Walaupun tanah Arab adalah tanah yang sering kali kering, tetapi para
penduduknya banyak juga yang berkebun. Salah satunya adalah Ummu Fasyar
al-Anshariah. Ummu Fasyar al-Anshariah menanam pohon kurma di kebunnya.
Tanah yang dipunyainya tidak terlalu luas. Tapi, jika sedang panen
kurma, ia biasanya akan mendapatkan hasil panen yang tidak sedikit.
Setiap hari, Ummu Fasyar al-Anshariah menyiram kebun kurmanya. Itu
memang karena ia tinggal sendiri. Umurnya pun sudah berangkat senja.
Tetapi, wanita itu tetap bersemangat, segar mengerjakan pekerjaan
sehari-harinya.
Suatu hari, Rasulullah mendatangi perkebunan Ummu Fasyar
al-Anshariah. Alangkah takjubnya beliau ketika melihat hasil kebun yang
dikerjakan oleh Ummu Fasyar al-Anshariah. Begitu bagus dan terawatnya
kebun itu.
“Assalamu`alaikum, ya Ummu Fasyar,” sapa Rasulullah.
Wanita yang tidak muda itu mendongak. Ketika dilihatnya siapa yang
menyapa, betapa gembiranya Fasyar. Hari ini Rasulullah mengunjunginya.
Tentunya ada keberkahan yang hadir di tempat ini, begitu pikir Ummu
Fasyar al-Anshariah. Maka, ia pun serta merta menjawab,
“Wa`alaikumussalam. Senang sekali melihat engkau dapat berkunjung
kemari, ya Rasulullah. Adakah suatu hal penting yang ingin kausampaikan
kepadaku?”

========

**SOAL UNTUK DIKERJAKAN**
a – Tentukan apakah setiap pernyataan berikut sesuai dengan cerita tentang Ummu Fasyar al-Anshariah. Jawab ya atau tidak, lalu kutip kata-kata dari cerita itu yang menjadi dasarnya.
(i) Ummu Fasyar al-Anshariah menanam pohon kurma di kebunnya.
(ii) Tanah milik Ummu Fasyar al-Anshariah sangat luas.
(iii) Ummu Fasyar al-Anshariah tinggal bersama keluarganya.
b – Teruskan cerita tentang Ummu Fasyar al-Anshariah mulai dari bagian terakhirnya.

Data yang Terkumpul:

========

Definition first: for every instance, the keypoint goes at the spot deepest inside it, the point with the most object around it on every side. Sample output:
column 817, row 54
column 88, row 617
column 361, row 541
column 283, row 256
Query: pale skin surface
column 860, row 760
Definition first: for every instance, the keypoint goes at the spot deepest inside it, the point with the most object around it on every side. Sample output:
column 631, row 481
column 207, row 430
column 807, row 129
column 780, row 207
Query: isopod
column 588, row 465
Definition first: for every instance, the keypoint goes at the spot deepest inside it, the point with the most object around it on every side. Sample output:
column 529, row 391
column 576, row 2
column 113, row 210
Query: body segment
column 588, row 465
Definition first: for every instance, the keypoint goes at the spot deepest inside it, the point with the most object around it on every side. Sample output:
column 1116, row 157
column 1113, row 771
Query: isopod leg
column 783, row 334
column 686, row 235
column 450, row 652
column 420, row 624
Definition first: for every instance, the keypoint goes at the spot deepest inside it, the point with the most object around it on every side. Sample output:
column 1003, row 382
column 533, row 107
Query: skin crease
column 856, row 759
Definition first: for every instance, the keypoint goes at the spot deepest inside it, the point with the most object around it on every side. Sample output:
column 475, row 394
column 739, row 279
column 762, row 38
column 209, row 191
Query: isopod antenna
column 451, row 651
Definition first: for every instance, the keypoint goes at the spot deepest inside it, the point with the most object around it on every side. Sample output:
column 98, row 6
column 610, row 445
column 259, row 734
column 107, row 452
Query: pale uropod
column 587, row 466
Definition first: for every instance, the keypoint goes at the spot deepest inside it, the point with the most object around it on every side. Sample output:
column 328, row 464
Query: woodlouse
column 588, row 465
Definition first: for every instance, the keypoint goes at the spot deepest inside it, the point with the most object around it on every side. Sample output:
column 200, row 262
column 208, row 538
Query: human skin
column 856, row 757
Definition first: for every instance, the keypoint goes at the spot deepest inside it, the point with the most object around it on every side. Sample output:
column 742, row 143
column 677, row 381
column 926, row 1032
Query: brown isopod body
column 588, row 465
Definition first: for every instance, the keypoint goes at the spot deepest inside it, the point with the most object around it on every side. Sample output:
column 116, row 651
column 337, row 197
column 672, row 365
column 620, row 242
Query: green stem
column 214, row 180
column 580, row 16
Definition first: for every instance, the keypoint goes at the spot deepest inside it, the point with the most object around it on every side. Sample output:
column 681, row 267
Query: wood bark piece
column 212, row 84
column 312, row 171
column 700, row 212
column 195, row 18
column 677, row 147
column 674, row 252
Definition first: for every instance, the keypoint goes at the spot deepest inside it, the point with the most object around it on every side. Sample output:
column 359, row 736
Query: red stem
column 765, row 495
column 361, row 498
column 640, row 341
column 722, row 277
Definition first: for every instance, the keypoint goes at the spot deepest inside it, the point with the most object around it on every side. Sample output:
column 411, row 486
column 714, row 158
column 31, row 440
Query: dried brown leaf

========

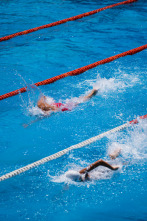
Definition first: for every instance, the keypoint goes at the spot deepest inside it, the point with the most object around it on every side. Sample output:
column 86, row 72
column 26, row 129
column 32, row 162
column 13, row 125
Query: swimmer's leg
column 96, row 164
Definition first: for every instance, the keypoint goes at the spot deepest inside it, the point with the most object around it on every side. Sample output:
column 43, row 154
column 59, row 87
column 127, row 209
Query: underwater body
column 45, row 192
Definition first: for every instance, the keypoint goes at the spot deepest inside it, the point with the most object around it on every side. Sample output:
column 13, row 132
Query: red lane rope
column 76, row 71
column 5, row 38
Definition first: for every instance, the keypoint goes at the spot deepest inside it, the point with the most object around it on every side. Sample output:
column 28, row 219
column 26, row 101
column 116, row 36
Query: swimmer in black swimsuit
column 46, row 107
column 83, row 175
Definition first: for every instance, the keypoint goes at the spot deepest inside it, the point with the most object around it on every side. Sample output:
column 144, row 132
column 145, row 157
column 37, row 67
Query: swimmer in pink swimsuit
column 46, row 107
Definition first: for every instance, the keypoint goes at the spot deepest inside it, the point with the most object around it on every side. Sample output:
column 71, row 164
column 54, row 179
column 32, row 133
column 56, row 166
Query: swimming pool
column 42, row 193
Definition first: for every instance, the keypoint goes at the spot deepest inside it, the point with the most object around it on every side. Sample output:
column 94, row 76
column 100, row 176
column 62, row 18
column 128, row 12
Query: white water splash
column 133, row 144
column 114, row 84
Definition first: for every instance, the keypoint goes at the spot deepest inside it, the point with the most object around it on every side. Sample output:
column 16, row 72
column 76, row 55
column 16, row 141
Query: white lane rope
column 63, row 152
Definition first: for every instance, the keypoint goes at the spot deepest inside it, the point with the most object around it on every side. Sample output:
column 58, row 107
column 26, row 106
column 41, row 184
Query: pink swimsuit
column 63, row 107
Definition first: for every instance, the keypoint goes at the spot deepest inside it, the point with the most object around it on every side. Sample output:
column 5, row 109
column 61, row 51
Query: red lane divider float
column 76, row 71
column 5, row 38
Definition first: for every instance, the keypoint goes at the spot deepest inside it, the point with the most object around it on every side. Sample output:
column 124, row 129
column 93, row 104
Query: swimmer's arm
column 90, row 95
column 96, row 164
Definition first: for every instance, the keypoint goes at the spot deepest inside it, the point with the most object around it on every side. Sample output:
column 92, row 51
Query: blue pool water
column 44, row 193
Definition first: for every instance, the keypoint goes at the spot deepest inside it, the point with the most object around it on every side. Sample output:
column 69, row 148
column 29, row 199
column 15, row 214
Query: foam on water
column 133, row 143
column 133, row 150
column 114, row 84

========

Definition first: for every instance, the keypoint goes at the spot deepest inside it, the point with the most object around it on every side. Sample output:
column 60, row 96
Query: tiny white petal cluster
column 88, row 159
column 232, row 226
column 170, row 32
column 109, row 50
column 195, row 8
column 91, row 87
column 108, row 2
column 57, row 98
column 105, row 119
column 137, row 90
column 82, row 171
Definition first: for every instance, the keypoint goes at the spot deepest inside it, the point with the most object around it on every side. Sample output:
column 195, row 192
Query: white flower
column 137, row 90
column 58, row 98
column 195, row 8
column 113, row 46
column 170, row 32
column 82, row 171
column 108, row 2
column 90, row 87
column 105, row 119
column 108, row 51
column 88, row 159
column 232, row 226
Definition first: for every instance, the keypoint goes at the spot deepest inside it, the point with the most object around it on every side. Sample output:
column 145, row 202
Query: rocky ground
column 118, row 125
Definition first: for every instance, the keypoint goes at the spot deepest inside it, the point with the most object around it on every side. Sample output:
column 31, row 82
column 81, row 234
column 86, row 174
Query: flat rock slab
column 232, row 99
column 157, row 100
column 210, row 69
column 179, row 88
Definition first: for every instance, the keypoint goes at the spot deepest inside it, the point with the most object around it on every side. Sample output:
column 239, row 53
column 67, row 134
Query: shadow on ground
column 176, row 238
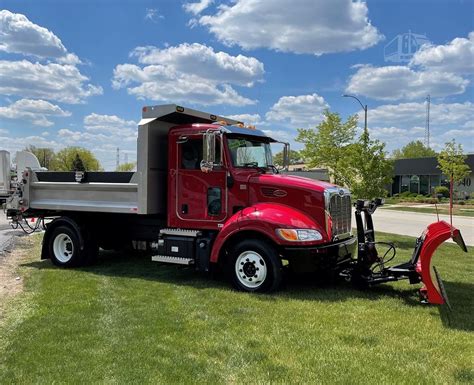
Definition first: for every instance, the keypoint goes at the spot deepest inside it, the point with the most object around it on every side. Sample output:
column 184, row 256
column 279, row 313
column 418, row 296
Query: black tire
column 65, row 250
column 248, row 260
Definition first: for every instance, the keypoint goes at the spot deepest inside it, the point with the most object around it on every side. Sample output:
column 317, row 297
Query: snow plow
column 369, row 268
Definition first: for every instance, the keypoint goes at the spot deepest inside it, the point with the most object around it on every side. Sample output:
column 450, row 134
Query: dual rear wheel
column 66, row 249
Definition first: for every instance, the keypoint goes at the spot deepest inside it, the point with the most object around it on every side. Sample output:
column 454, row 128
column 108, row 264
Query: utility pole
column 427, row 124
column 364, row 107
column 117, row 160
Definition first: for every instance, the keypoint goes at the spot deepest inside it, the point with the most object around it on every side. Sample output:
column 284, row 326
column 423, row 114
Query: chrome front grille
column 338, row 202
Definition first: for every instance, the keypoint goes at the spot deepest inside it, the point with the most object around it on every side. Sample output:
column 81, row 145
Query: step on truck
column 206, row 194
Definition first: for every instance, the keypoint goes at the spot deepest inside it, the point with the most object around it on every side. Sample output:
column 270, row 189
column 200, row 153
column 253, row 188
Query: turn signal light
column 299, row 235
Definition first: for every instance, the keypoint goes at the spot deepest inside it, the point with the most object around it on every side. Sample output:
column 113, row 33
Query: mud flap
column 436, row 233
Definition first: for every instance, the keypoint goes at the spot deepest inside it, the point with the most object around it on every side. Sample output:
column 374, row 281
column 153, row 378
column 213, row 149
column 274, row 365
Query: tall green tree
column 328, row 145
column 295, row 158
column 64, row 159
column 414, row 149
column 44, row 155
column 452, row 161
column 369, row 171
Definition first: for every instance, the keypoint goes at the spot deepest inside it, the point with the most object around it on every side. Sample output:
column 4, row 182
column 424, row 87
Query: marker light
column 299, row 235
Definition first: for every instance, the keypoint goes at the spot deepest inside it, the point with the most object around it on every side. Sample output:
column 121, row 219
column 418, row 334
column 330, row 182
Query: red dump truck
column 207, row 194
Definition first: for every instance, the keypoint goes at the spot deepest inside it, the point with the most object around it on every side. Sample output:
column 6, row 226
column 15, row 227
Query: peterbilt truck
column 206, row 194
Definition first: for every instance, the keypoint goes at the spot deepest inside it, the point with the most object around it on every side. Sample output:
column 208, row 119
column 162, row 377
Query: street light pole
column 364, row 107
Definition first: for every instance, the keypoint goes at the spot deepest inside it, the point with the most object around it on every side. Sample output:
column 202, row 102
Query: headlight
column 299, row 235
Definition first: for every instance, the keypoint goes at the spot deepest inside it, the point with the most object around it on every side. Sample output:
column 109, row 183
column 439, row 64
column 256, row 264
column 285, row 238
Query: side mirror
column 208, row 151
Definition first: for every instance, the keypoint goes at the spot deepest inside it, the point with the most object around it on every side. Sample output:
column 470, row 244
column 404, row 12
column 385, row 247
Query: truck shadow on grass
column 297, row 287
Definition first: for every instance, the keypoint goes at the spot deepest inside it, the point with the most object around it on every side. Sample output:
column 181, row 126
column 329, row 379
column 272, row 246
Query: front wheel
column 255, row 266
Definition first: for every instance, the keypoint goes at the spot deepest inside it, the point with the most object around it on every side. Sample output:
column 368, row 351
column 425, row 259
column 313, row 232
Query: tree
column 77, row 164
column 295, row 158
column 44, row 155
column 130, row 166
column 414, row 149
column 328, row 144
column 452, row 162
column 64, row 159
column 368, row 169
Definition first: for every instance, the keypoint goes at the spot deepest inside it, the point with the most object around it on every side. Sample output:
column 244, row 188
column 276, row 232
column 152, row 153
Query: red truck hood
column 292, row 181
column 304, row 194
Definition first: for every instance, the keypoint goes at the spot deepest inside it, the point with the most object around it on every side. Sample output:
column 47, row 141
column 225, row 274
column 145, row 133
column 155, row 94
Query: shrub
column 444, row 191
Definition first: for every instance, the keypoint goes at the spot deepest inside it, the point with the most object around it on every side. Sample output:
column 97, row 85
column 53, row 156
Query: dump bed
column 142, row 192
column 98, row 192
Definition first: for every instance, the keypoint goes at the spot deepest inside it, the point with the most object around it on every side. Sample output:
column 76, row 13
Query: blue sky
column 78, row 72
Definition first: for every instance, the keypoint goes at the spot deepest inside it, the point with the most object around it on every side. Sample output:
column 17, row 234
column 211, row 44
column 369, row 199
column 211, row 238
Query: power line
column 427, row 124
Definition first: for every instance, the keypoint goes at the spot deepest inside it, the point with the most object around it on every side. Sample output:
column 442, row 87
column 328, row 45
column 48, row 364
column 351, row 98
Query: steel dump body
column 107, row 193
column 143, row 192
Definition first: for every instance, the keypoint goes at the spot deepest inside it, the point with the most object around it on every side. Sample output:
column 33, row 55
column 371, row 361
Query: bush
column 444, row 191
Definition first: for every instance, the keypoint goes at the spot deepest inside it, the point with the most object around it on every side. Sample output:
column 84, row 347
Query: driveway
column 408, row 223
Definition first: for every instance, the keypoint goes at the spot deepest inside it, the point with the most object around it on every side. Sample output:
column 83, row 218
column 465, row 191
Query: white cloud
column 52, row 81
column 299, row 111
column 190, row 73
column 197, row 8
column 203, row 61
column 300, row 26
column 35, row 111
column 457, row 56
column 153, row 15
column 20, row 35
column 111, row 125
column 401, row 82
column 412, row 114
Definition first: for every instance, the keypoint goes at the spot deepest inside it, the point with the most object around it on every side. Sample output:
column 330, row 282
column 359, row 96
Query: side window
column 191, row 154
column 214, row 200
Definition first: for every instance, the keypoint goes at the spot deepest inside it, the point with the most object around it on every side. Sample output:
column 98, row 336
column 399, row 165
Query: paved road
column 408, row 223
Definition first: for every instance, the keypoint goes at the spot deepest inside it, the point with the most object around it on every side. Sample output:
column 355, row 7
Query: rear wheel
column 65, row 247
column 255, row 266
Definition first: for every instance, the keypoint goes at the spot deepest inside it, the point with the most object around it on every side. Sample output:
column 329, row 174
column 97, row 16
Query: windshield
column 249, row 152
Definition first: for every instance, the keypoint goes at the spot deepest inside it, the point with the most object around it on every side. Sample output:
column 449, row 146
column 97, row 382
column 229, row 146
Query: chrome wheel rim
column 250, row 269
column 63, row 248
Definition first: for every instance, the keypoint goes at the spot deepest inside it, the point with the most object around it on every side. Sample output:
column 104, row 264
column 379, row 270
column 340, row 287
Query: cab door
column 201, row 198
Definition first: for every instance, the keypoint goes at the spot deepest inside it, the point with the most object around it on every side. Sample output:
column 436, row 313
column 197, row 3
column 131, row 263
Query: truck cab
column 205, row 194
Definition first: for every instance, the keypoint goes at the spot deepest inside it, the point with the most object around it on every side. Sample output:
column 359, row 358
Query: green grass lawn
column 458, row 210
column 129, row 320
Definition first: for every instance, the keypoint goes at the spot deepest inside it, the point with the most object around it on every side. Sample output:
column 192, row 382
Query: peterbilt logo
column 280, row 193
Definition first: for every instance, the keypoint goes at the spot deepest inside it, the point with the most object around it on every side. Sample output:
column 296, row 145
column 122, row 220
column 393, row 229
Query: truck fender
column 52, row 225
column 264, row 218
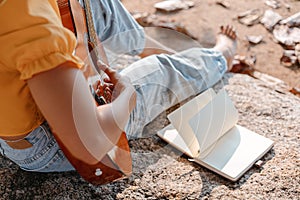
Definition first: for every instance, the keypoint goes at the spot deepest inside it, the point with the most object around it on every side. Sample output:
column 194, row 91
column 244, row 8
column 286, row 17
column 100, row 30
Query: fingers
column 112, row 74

========

**JAWABAN SOAL**
a –
(i) Ya: "Ummu Fasyar al-Anshariah menanam pohon kurma di kebunnya."
(ii) Tidak: "Tanah yang dipunyainya tidak terlalu luas."
(iii) Tidak: "Itu memang karena ia tinggal sendiri."

b –
Rasulullah tersenyum, “Aku hanya ignin menengokmu.”
Ummu Fasyar al-Anshariah semakin merona wajahnya karena gembira. Ia
tidak menyangka bahwa Rasulullah masih menyempatkan diri berkunjung ke
kediamannya. Padahal, Ummu Fasyar al-Anshariah tahu bahwa pekerjaan
Rasulullah sangat banyak. Ia terharu begitu dalam.
“Ya Ummu Fasyar, bagaimana kebunmu sekarang ini?”
“Alhamdulillah, semuanya terurus dengan baik, ya Rasulullah,” jawab Ummu Fasyar al-Anshariah.
“Engkau yang mengurusnya sendirian?” tanya Rasulullah lagi.
“Betul.”
“Dan engkau pula yang mengairinya setiap hari?”
“Aku senang mengerjakannya, ya Rasulullah.”
Rasulullah mengangguk-anggukkan kepalanya. Kebun itu tidak terlalu
luas. Tetapi untuk seorang perempuan, tentunya memerlukan waktu dan
tenaga yang tidak sedikit.
“Jika sudah berbuah, biasanya apa yang kaulakukan pada hasil
panenmu?” Rasulullah kemudian bertanya lagi setelah memandangi kebun.
Ummu Fasyar al-Anshariah tersenyum. “Ya Rasulullah, aku mempersilahkannya bagi mereka yang ingin mengambilnya.”
“Maksudmu?”
“Jika mereka menginginkan dan membutuhkannya, mereka bisa
mengambilnya dari sini kapanpun mereka mau. Berapa banyakpun mereka
butuhkan….”
Rasulullah semakin kagum kepada wanita itu. Ummu Fasyar al-Anshariah
sendiri tampak senang bahwa Rasulullah ternyata memperhatikan kebun dan
apa yang dikrjakannya kepada kebunnya itu.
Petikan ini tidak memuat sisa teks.